**EXCERPTED TEXT:**
---*---

The Mormon Land newsletter is a weekly highlight reel of developments in and about The Church of Jesus Christ of Latter-day Saints, whether heralded in headlines, preached from the pulpit or buzzed about on the back benches. Want this free newsletter in your inbox? Subscribe here.
How do Yankee fans spell relief? M-a-r-i-a-n-o
He locked down more saves (652) than any other major leaguer, but Mariano Rivera’s biggest saves happened away from the diamond.
Donating 10% of his salary to his foundation, the baseball Hall of Famer helped save poor kids in the U.S., his native Panama and other nations in need of schools and schooling.
For this legendary relief pitcher’s equally legendary relief efforts, he recently earned the Visionary Leadership Award from the New York Latter-day Saint Professional Association.
“My faith in God and Jesus Christ is everything,” said Rivera, the only player ever elected unanimously to the Hall of Fame. “Without that, there’s no Mariano Rivera.”
Apostle D. Todd Christofferson was on hand at Manhattan’s Riverside Church to honor the blessed Yankee, who in turn has done so much to bless others.
“The Giving Back Fund ranked him 25th on its list of most-generous celebrity donors,” Christofferson said in a news release. “When you think of all the celebrities around, that is quite an achievement.”
The apostle took the occasion to announce that the church will donate 600 tons of food to 200 pantries across the Empire State to celebrate the bicentennial of church founder Joseph Smith’s “First Vision,” which occurred in upstate New York.

---*---

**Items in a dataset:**

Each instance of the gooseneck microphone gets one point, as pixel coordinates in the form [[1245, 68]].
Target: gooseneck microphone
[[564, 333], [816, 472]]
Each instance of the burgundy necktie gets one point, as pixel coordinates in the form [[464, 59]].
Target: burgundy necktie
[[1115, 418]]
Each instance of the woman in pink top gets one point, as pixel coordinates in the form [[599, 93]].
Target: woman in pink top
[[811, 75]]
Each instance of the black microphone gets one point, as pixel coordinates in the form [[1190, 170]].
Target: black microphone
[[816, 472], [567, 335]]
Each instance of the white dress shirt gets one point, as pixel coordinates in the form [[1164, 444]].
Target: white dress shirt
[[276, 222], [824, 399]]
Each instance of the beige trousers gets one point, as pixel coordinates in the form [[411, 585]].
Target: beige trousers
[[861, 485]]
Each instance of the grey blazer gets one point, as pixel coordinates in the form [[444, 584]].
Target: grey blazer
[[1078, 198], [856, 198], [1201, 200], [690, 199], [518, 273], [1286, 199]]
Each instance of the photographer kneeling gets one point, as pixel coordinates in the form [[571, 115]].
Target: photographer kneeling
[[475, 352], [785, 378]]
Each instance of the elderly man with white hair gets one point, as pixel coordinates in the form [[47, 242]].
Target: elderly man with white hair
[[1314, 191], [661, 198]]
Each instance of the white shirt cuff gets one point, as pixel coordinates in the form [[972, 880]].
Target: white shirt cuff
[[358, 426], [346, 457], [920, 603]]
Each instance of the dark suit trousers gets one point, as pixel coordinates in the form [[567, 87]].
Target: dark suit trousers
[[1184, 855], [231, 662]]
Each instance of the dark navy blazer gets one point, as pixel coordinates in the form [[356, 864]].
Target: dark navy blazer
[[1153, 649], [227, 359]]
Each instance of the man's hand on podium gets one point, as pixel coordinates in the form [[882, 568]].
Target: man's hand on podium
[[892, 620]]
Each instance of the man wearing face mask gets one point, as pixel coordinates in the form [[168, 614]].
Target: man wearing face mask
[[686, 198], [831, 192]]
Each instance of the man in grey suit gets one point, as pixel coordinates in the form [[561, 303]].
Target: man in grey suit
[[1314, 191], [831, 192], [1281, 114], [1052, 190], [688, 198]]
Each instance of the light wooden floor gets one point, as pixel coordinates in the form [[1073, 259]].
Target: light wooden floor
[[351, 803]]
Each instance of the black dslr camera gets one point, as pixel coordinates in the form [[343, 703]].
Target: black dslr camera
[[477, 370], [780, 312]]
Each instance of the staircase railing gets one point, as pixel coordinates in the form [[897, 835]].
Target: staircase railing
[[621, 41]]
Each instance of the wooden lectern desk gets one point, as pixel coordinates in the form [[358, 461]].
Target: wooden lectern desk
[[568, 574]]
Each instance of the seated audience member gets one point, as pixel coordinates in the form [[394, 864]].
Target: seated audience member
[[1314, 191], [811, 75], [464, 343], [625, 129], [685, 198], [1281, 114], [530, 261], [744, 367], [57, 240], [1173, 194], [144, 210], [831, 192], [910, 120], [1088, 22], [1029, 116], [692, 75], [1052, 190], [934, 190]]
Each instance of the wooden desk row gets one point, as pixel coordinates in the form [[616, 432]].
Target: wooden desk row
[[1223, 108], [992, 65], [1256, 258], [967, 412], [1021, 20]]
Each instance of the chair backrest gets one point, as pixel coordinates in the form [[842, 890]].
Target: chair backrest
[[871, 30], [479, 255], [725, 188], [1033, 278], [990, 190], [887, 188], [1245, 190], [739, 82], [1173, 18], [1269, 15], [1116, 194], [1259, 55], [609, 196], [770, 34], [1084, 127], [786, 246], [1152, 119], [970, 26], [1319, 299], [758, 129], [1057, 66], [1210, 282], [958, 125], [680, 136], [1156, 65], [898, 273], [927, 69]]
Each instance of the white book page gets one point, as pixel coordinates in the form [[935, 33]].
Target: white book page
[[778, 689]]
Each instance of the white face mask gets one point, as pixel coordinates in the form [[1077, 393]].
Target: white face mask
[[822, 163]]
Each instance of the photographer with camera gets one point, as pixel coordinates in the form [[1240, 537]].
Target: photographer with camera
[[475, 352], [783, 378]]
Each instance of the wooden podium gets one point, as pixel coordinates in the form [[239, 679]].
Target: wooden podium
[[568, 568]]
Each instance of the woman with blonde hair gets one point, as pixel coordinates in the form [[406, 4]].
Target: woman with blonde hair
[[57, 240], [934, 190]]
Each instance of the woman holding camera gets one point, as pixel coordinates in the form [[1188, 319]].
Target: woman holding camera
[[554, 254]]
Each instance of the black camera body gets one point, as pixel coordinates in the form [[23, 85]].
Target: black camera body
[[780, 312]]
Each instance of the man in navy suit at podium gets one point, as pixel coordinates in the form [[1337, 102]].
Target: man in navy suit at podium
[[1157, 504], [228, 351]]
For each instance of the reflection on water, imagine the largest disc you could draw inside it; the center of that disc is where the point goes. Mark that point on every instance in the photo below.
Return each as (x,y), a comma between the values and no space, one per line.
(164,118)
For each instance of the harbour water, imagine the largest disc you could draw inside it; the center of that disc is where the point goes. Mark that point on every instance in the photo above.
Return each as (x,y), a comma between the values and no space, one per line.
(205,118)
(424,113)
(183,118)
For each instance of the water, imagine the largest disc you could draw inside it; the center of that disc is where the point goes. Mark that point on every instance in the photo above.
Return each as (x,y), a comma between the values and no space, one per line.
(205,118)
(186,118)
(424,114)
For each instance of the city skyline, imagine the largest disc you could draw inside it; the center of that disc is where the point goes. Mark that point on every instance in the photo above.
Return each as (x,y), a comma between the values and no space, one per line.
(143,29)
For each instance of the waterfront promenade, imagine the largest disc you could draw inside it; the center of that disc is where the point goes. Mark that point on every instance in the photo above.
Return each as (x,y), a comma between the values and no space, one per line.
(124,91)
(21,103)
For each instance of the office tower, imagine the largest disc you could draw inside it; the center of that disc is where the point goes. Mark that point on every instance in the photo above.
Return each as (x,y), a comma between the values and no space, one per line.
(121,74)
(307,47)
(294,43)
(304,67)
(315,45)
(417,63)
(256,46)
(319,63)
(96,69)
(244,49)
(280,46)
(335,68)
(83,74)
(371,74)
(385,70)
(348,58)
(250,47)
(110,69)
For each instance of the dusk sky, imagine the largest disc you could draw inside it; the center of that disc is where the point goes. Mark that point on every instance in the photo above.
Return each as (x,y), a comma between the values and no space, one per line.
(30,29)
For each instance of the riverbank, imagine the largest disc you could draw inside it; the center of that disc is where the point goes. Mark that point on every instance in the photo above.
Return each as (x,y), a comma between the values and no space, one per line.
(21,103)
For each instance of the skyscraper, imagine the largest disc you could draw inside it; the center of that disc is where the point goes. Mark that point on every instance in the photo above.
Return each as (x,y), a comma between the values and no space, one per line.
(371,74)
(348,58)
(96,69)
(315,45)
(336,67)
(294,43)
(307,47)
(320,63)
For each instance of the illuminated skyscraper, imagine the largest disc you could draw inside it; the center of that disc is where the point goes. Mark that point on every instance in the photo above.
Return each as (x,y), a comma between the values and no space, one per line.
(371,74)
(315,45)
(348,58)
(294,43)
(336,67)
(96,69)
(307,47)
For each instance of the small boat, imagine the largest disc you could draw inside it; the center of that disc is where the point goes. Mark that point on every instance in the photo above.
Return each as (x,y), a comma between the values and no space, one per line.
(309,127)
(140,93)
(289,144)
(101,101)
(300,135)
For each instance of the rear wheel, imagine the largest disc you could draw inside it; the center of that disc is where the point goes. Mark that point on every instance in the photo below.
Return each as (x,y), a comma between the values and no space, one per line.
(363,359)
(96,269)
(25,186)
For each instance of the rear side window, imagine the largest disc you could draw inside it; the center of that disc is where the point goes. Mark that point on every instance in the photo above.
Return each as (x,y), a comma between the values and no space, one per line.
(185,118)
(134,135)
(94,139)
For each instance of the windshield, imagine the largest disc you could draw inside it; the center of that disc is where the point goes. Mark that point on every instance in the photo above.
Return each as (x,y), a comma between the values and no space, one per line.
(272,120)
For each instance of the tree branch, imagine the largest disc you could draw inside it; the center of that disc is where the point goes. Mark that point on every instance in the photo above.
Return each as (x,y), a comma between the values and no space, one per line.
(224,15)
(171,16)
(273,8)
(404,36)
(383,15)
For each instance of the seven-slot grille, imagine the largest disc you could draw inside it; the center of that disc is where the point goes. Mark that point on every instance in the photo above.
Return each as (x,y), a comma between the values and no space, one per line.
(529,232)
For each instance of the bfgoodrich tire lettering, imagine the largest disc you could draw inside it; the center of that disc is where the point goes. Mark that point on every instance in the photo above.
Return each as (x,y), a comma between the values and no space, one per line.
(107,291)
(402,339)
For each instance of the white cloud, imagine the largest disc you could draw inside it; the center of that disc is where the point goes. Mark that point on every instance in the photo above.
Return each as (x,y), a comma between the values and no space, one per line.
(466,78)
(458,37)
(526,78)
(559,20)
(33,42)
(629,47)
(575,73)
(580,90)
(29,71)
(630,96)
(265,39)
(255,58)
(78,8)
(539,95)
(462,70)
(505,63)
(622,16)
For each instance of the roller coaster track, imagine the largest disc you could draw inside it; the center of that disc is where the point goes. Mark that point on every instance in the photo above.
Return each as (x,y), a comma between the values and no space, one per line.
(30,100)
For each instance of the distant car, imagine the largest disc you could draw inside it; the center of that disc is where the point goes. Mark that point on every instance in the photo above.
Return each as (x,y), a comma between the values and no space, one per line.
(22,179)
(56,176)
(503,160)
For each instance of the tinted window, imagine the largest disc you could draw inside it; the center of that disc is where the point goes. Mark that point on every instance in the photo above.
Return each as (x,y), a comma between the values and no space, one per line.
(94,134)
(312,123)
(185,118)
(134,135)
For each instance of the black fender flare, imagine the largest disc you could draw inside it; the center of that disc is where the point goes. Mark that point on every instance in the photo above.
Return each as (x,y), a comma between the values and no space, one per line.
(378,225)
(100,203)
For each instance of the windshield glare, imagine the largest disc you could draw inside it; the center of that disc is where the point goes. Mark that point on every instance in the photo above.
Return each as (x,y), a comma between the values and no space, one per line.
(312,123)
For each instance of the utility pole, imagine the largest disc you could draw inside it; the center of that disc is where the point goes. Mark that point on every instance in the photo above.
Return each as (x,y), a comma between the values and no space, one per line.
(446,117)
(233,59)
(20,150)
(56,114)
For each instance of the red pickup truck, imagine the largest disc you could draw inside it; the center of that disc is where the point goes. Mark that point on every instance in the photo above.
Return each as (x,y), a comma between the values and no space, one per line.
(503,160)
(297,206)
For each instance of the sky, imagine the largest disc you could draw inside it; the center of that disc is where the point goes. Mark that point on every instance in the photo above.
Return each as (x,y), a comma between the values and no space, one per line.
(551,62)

---*---

Answer these questions using the newsletter excerpt about Mariano Rivera.
(a) How many saves did Rivera record?
(b) What percentage of his salary did he donate to his foundation?
(c) How many tons of food will the church donate, and to how many pantries?

**FULL OUTPUT:**
(a) 652
(b) 10%
(c) 600 tons, to 200 pantries